>>
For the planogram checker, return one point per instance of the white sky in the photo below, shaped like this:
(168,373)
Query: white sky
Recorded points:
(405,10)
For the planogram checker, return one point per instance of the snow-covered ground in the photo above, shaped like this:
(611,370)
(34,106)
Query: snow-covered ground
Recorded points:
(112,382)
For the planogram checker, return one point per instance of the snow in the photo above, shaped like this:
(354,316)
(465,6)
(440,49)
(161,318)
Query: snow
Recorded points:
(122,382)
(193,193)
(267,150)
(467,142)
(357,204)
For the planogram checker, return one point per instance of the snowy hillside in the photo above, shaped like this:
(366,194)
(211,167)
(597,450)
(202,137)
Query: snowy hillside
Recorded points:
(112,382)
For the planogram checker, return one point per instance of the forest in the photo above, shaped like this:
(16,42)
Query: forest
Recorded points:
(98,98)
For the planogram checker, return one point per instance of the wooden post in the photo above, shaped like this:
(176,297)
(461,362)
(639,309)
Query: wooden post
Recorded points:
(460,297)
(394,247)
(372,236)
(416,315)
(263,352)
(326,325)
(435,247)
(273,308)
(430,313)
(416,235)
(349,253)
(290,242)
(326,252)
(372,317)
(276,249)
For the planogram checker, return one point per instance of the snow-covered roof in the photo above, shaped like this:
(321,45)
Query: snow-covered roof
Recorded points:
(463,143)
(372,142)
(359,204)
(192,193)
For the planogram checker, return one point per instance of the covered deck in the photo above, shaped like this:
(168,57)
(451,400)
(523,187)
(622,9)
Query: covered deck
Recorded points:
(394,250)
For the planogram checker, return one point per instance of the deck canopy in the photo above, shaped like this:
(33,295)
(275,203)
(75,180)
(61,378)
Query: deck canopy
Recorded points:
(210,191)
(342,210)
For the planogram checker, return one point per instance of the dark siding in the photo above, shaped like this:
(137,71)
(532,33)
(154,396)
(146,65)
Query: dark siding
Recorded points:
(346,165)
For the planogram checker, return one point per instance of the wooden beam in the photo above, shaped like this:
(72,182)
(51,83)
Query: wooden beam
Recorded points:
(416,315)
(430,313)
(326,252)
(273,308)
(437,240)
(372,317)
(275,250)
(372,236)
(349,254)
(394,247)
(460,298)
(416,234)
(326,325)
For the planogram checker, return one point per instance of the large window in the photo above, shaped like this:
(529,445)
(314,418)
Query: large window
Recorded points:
<<
Copy the stretch from the line containing "of the large" through the end of the material above, reproducing each line verbatim.

TASK RESULT ::
For the planogram checker, return one point per instance of the large window in the photo above, shaped like this:
(529,445)
(314,418)
Query: large window
Recorded points:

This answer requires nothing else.